● **EXERCISE**
Make an exact copy of the records, with the images left out.

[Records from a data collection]
** Start **
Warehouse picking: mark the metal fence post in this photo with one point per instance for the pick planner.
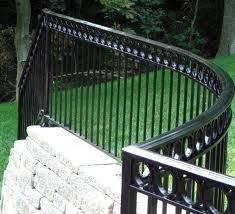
(46, 70)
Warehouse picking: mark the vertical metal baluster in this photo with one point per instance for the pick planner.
(138, 103)
(208, 154)
(66, 79)
(111, 104)
(170, 99)
(82, 83)
(61, 68)
(51, 73)
(185, 99)
(192, 100)
(204, 99)
(162, 101)
(71, 70)
(124, 104)
(77, 85)
(132, 99)
(87, 90)
(146, 101)
(178, 100)
(118, 101)
(154, 99)
(56, 73)
(93, 92)
(105, 99)
(46, 70)
(99, 92)
(198, 99)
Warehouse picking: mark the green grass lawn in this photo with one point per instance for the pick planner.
(8, 129)
(8, 116)
(228, 64)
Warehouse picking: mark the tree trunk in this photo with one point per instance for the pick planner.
(227, 40)
(22, 36)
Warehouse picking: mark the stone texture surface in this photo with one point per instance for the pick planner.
(54, 172)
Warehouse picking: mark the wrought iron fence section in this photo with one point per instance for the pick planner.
(114, 89)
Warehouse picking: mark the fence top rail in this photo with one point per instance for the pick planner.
(149, 157)
(227, 86)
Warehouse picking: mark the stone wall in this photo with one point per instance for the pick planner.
(55, 172)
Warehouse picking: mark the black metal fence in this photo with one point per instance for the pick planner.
(114, 90)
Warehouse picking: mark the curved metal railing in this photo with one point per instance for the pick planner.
(114, 89)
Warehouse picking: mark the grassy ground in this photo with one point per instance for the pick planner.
(8, 117)
(228, 64)
(8, 127)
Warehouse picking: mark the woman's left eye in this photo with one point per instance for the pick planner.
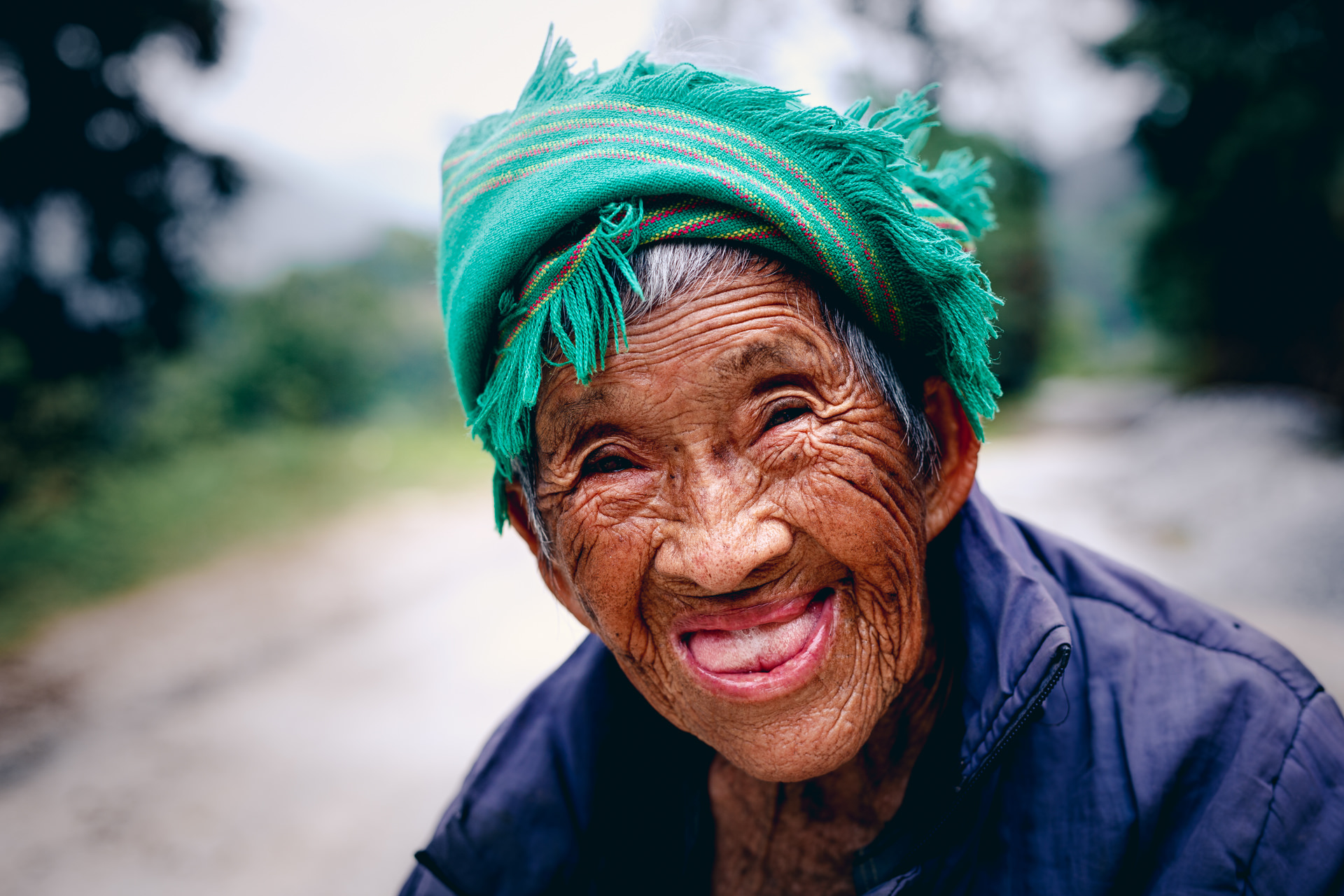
(784, 415)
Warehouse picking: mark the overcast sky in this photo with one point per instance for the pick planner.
(343, 108)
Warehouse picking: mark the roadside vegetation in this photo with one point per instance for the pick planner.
(296, 400)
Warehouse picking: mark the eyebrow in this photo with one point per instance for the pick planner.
(755, 356)
(571, 418)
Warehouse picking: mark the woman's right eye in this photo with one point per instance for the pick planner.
(606, 464)
(784, 415)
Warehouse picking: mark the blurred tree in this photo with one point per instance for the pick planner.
(1247, 144)
(97, 207)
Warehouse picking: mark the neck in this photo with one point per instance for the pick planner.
(802, 837)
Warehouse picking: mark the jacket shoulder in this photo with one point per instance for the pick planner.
(1089, 577)
(1230, 750)
(514, 825)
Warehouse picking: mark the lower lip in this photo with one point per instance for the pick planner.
(784, 679)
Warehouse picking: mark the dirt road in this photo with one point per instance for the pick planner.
(293, 718)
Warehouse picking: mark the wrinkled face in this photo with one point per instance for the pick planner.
(736, 516)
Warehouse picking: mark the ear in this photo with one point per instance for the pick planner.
(554, 578)
(958, 453)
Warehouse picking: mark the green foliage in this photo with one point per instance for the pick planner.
(1247, 147)
(99, 206)
(136, 519)
(296, 399)
(318, 348)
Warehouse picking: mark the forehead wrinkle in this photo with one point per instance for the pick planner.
(571, 416)
(758, 355)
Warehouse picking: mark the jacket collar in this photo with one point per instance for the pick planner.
(1014, 628)
(562, 780)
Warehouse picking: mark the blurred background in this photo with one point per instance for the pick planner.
(254, 622)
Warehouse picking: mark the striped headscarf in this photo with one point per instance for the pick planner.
(545, 206)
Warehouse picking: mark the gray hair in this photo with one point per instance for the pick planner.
(668, 270)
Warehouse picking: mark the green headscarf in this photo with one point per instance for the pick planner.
(545, 206)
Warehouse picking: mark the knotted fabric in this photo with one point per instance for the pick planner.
(545, 207)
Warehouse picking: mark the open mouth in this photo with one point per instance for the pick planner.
(762, 650)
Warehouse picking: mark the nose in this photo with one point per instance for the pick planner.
(726, 542)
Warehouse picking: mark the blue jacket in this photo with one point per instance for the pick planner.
(1113, 738)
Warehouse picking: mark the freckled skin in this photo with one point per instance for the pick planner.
(732, 457)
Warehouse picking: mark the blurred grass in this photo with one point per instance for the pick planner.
(136, 520)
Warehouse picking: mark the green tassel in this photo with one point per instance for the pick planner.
(582, 316)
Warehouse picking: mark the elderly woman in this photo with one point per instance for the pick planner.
(730, 356)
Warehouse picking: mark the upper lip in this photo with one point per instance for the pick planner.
(781, 609)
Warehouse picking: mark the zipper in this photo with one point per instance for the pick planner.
(1025, 718)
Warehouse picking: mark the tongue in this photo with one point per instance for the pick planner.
(758, 649)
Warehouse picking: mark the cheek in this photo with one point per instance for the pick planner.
(606, 561)
(858, 498)
(860, 504)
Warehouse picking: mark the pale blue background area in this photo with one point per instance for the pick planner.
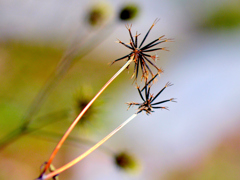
** End **
● **SOLUTION TO THIS PROBLEM**
Warehouse picking: mark the metal fence post in this photo with one point per instance for the pick planner.
(46, 70)
Warehouse picking: mark the vertical metal baluster in this photo with one point per instance for the pick planner.
(138, 103)
(208, 154)
(66, 79)
(111, 104)
(170, 99)
(82, 83)
(61, 68)
(51, 73)
(185, 99)
(192, 100)
(204, 99)
(162, 101)
(71, 70)
(124, 104)
(77, 85)
(132, 99)
(87, 90)
(146, 101)
(178, 100)
(118, 101)
(154, 99)
(56, 73)
(93, 92)
(105, 99)
(46, 70)
(99, 92)
(198, 99)
Warehouse picking: mark the green grass lawn in this photo with one point per instance for the pick planner.
(8, 129)
(8, 116)
(228, 64)
Warehouse picking: mark the tree trunk in this photo with one point per instance for the pick planner.
(227, 40)
(22, 36)
Warehouse picking: mark the stone texture surface in this photo with one point per instance for the pick planner.
(54, 172)
Warehouse picking: mark the wrought iron fence section in this photo with one point per instance for the pick planner.
(114, 89)
Warehouse picking: mark the fence top rail in this photo with one point per instance for the pick planner.
(149, 157)
(227, 86)
Warehouse picking: mark the stone wall in this photo with one point per instance for the pick planner.
(55, 172)
Warehouse picking: mark the black metal fence in this photo with one point per instance for the pick planner.
(114, 90)
Warehouse picking: mark the curved metal railing in this photo with one point per instance for the pick planner.
(114, 89)
Warehouse picking: mark the grassy ground in this photo with one point per instance for the pick planner.
(8, 117)
(228, 64)
(8, 127)
Warehouse picking: mark the woman's left eye in this photo with one point per instance for the pick planner.
(784, 415)
Warehouse picking: mark the overcast sky in this photo with one point per instance for the pick planner.
(343, 108)
Warehouse picking: mark the roadside vegetation in this photo with one point per instance for the pick planner.
(296, 400)
Warehouse picking: mark the eyebrow in this photo with one point per instance for the pick planner.
(755, 356)
(571, 418)
Warehouse picking: mark the woman's right eye in this photo with one point per instance for the pick planner.
(606, 464)
(784, 415)
Warehouse picking: mark the blurred tree in this photo with one point per instance for the pick planner.
(1247, 144)
(97, 207)
Warehouse picking: mark the neck in this photo with one point per instance for the pick planner.
(802, 837)
Warehouse picking: mark the jacket shoulder in this photo with one point per instance for the pick planner.
(1089, 577)
(1230, 750)
(514, 825)
Warehouse picking: mark the lower lip in this photo with one point per instance for the pick planner.
(784, 679)
Warehouse picking: mark the dirt road in this photo with one point per instance for the pick planner.
(293, 718)
Warehouse picking: mark the wrinkled face in this photo with one point per instance for the pick planner.
(736, 516)
Warehouse picking: mark the ear in this photo with one point per instance for the pick planner.
(554, 578)
(958, 453)
Warehouse picking: mark the green foliage in this photo with one point per instance for the pick planner.
(1247, 147)
(99, 206)
(136, 519)
(296, 399)
(318, 348)
Warehouse picking: mark the forehead wrinkle in this photo with one point per instance for the pick planner.
(571, 416)
(758, 355)
Warehouse picking: mark the jacket collar in this photo with one point per instance for the pick planner.
(1014, 628)
(562, 780)
Warehouse picking: mark the blurred background in this photo with one point per instance for the pick planner.
(254, 622)
Warehouse picking: mark the striped headscarf in this photo with one point per instance for the pick planner.
(545, 206)
Warehouse picking: mark the gray hair in this photo with one point per instance for the pick planner.
(668, 270)
Warehouse picking: mark the green headscarf in this photo with one point per instance for the pick planner.
(545, 206)
Warehouse picking: mark the knotted fabric in this photo with one point per instance for the pick planner.
(545, 207)
Warehouse picking: mark the open mouth in this photo with one point per instance for the pick planner.
(762, 650)
Warehouse picking: mark the nose in this photo with one point per instance for the pick planner.
(726, 542)
Warehouse picking: mark the blue jacket in this photo with one point per instance for the pick planner.
(1113, 738)
Warehouse picking: mark the freckled skin in this photo with one point per instance for the pick planner.
(732, 457)
Warehouse picking: mark the blurred grass in this photo with one point per instance for the pick planner.
(136, 520)
Warehouse picking: mark the green tassel in this photo with one point per instance for the pick planner.
(582, 316)
Warehouse picking: mark the elderly woman in this photo with one point per instance for the pick planner.
(730, 356)
Warehouse picking: mark the upper lip in this photo with one point per instance for the pick planner.
(781, 609)
Warehouse picking: mark the zipper in this photo with one point per instance for the pick planner.
(1025, 718)
Warehouse picking: mark the tongue in this photo with one point per instance for the pick planner.
(758, 649)
Warehouse picking: mark the cheek in this photo with one point per instance for the pick planner.
(606, 561)
(858, 498)
(860, 504)
Warehouse picking: mark the pale blue background area in this photo with one point per instance for the pick planner.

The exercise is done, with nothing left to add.